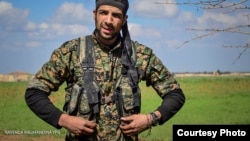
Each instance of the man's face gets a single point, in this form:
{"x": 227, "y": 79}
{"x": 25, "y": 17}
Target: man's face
{"x": 109, "y": 21}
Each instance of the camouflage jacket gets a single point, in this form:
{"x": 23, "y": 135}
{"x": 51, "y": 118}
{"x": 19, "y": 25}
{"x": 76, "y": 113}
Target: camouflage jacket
{"x": 65, "y": 66}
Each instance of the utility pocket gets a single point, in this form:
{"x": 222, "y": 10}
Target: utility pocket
{"x": 73, "y": 93}
{"x": 84, "y": 107}
{"x": 76, "y": 100}
{"x": 130, "y": 97}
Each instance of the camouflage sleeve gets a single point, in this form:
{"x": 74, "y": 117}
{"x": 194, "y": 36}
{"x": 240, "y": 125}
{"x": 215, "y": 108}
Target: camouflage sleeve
{"x": 54, "y": 72}
{"x": 155, "y": 73}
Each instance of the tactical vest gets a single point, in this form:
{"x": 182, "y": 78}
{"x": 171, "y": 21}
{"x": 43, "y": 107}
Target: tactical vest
{"x": 84, "y": 97}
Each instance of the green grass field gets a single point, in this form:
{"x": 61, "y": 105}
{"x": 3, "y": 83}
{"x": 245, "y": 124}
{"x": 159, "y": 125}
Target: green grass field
{"x": 209, "y": 100}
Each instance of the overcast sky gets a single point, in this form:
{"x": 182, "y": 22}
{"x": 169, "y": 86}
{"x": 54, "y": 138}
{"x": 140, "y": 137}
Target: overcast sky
{"x": 30, "y": 30}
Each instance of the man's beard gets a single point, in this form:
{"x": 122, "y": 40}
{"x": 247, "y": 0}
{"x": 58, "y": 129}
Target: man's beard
{"x": 104, "y": 36}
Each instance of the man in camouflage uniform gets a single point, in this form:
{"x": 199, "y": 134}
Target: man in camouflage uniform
{"x": 65, "y": 65}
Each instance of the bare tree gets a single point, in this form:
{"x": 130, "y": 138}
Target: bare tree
{"x": 224, "y": 7}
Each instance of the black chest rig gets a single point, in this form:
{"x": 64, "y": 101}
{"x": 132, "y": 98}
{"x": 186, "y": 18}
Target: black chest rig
{"x": 84, "y": 97}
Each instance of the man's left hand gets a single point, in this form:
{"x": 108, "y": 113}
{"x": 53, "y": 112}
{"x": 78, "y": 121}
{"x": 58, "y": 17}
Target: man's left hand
{"x": 135, "y": 124}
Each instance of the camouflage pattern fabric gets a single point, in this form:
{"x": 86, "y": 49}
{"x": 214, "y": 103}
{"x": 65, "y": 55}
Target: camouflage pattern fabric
{"x": 65, "y": 65}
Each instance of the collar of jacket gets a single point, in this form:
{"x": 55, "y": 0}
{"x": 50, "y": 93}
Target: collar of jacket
{"x": 114, "y": 46}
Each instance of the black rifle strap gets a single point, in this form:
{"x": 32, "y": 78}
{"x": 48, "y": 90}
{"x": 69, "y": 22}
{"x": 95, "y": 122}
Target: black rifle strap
{"x": 88, "y": 75}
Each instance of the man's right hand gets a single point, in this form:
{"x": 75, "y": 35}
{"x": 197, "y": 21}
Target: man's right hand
{"x": 77, "y": 125}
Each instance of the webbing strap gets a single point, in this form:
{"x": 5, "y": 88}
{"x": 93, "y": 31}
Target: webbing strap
{"x": 88, "y": 75}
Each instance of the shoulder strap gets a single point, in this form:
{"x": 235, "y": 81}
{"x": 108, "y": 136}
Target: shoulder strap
{"x": 88, "y": 62}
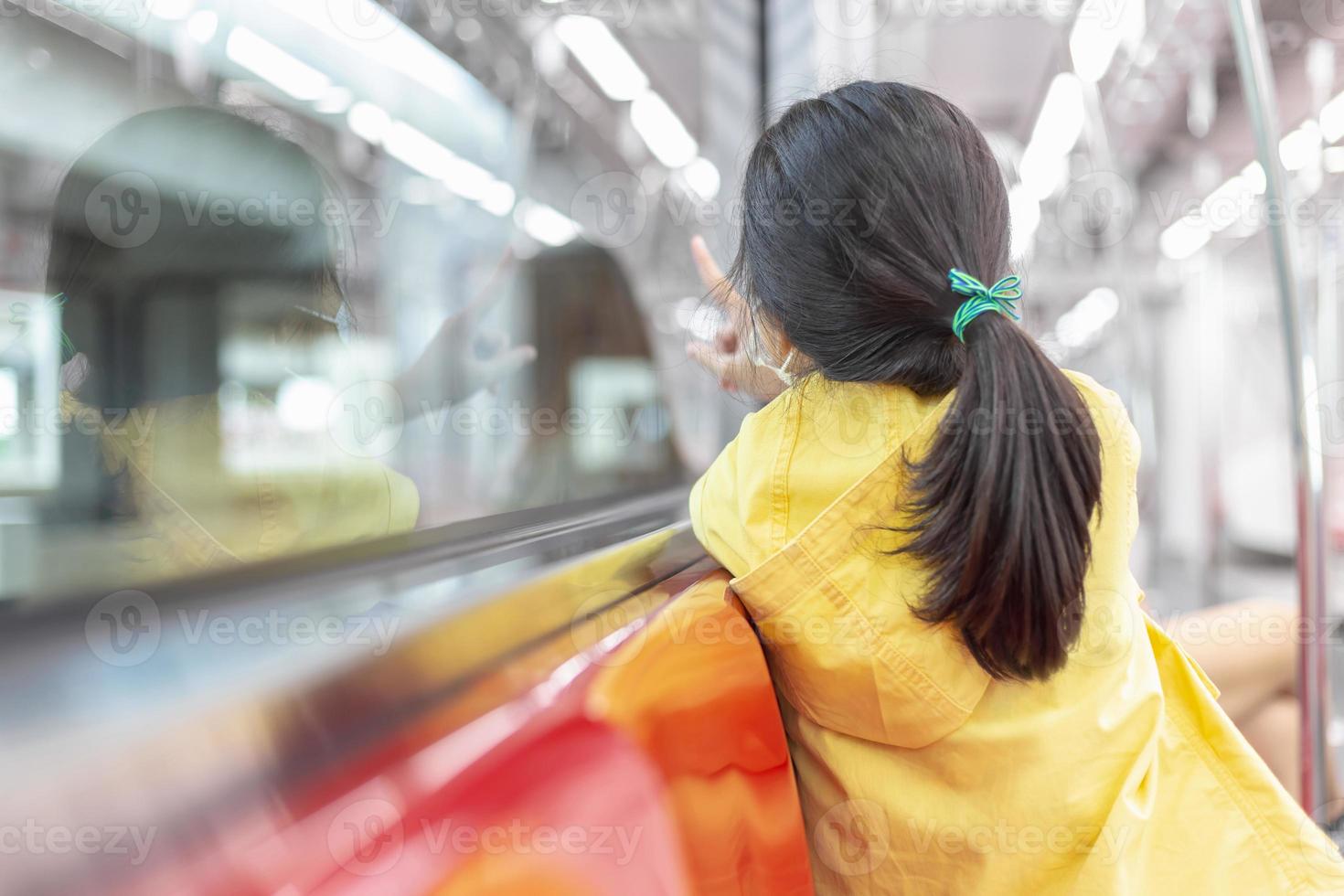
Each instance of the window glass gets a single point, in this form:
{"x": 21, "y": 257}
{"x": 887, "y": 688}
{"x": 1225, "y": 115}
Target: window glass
{"x": 280, "y": 277}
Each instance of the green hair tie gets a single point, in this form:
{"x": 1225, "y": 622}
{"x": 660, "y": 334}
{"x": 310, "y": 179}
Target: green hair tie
{"x": 998, "y": 297}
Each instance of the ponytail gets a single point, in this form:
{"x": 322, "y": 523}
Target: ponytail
{"x": 1001, "y": 507}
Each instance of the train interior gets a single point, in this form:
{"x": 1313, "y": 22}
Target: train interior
{"x": 328, "y": 541}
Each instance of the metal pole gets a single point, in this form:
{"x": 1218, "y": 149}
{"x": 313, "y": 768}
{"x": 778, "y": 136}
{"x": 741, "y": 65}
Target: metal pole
{"x": 1258, "y": 88}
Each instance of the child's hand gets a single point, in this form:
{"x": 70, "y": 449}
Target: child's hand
{"x": 726, "y": 357}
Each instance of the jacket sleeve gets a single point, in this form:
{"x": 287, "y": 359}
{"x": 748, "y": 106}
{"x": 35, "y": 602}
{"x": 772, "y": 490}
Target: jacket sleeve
{"x": 730, "y": 513}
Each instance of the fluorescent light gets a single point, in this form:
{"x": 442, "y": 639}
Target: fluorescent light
{"x": 1332, "y": 119}
{"x": 703, "y": 177}
{"x": 418, "y": 151}
{"x": 1184, "y": 238}
{"x": 1061, "y": 121}
{"x": 1058, "y": 126}
{"x": 171, "y": 10}
{"x": 1093, "y": 40}
{"x": 269, "y": 62}
{"x": 203, "y": 26}
{"x": 1227, "y": 205}
{"x": 468, "y": 180}
{"x": 368, "y": 121}
{"x": 1087, "y": 317}
{"x": 603, "y": 57}
{"x": 1254, "y": 175}
{"x": 371, "y": 32}
{"x": 1298, "y": 146}
{"x": 546, "y": 225}
{"x": 499, "y": 199}
{"x": 1024, "y": 212}
{"x": 334, "y": 102}
{"x": 433, "y": 159}
{"x": 664, "y": 133}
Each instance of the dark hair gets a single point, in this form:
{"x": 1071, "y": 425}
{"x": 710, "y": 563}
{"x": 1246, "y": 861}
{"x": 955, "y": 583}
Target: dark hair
{"x": 154, "y": 277}
{"x": 857, "y": 206}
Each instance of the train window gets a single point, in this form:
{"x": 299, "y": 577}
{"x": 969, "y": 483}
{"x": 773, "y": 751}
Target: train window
{"x": 280, "y": 277}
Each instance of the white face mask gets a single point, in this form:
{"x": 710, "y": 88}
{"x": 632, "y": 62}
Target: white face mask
{"x": 342, "y": 320}
{"x": 755, "y": 354}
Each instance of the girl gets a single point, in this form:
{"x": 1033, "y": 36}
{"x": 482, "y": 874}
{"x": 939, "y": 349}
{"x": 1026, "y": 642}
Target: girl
{"x": 932, "y": 531}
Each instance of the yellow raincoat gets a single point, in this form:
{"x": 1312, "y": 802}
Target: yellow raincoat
{"x": 918, "y": 773}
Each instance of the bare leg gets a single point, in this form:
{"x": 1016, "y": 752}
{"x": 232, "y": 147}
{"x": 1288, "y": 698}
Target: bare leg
{"x": 1249, "y": 650}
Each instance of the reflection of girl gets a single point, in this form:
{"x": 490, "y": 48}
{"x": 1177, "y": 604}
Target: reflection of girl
{"x": 174, "y": 229}
{"x": 932, "y": 531}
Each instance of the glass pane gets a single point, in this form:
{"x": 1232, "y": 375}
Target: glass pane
{"x": 283, "y": 277}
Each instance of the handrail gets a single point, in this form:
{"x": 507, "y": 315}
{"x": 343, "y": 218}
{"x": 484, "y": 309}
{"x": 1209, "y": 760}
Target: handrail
{"x": 405, "y": 559}
{"x": 1258, "y": 88}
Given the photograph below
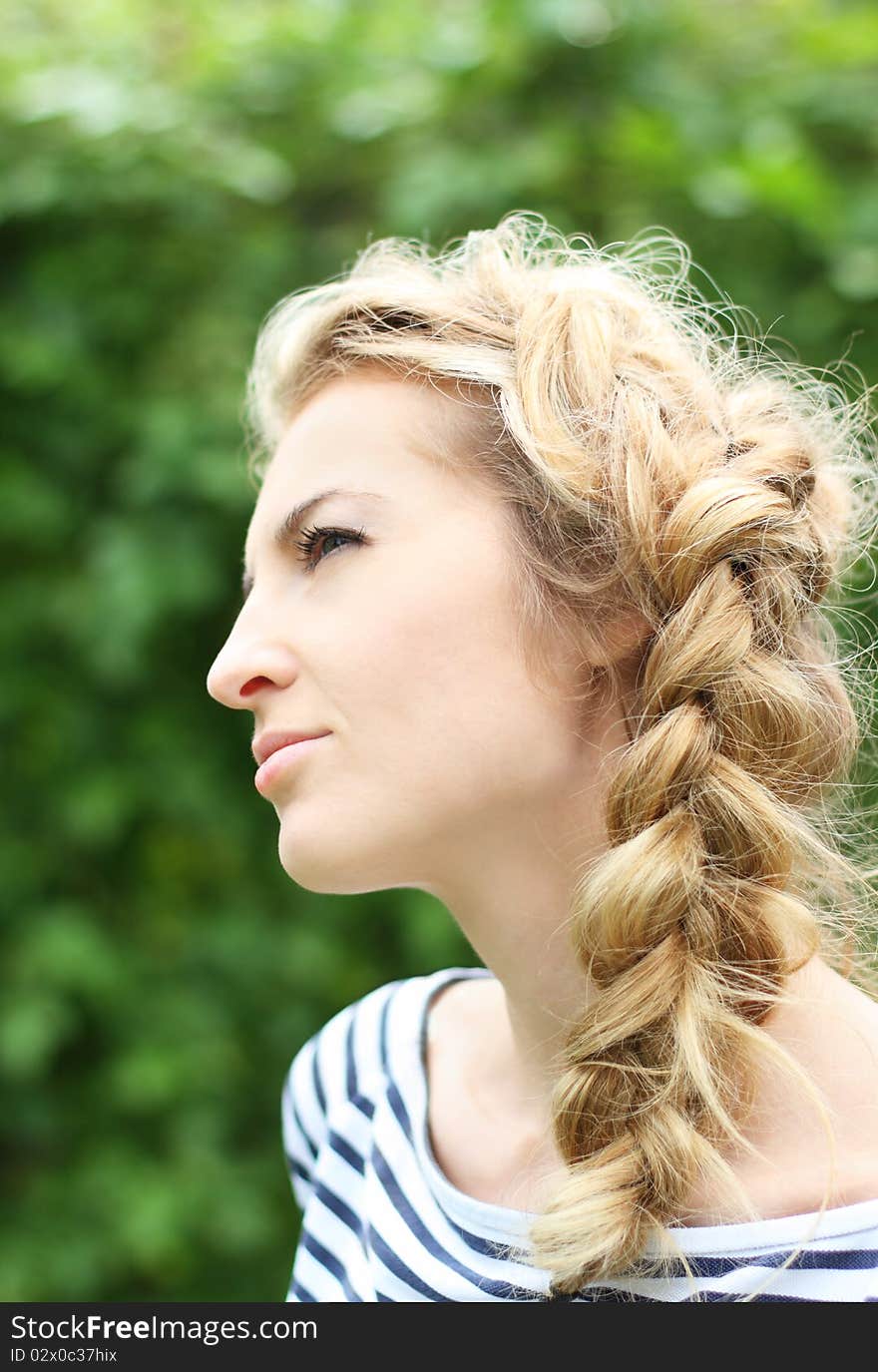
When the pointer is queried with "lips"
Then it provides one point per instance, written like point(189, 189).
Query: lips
point(269, 742)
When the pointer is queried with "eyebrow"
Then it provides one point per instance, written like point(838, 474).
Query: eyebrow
point(291, 523)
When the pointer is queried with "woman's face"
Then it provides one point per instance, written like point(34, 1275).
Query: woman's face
point(441, 750)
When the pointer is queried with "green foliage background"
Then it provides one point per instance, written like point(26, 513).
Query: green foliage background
point(169, 173)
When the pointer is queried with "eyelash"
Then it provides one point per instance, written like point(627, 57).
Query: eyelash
point(313, 535)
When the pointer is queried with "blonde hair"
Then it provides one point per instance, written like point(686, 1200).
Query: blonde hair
point(651, 456)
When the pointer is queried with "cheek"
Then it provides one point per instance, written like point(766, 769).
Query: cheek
point(441, 695)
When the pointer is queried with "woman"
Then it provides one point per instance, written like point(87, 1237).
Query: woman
point(555, 633)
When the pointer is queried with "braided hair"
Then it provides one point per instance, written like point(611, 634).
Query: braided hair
point(656, 460)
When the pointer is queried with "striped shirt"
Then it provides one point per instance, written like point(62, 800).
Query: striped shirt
point(380, 1221)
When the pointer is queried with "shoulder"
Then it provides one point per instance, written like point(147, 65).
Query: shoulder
point(339, 1068)
point(346, 1051)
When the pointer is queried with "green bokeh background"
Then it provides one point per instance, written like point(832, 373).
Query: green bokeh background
point(171, 171)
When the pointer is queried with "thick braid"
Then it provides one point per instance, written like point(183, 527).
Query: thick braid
point(684, 926)
point(647, 464)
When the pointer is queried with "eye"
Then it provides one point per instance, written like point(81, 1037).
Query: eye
point(317, 537)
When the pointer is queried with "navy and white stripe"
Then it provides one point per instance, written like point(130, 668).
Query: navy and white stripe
point(383, 1222)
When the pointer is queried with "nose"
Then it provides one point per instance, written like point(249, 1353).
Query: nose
point(245, 666)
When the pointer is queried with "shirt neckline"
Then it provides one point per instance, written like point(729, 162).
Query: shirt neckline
point(494, 1220)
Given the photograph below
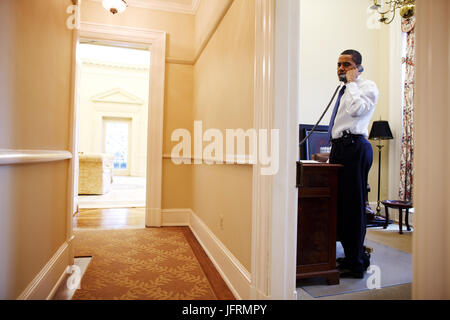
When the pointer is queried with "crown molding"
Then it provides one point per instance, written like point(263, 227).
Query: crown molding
point(108, 97)
point(164, 5)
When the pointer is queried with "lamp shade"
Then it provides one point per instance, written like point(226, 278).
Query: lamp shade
point(380, 131)
point(115, 6)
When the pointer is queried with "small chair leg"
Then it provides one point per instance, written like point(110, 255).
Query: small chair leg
point(400, 220)
point(387, 217)
point(407, 220)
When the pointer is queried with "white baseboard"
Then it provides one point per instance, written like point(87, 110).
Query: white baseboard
point(44, 285)
point(232, 271)
point(175, 217)
point(393, 213)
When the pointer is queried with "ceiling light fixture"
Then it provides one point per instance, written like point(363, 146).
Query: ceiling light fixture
point(387, 9)
point(115, 6)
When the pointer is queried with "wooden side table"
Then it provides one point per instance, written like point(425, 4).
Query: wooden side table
point(400, 205)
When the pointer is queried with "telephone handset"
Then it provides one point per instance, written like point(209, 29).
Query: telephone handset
————————
Task prompt. Pick out and copy every line of the items that contains the word "side", matching case exactly.

Output for this exercise.
When the pointer is queried with "wooden side table"
Query: wooden side table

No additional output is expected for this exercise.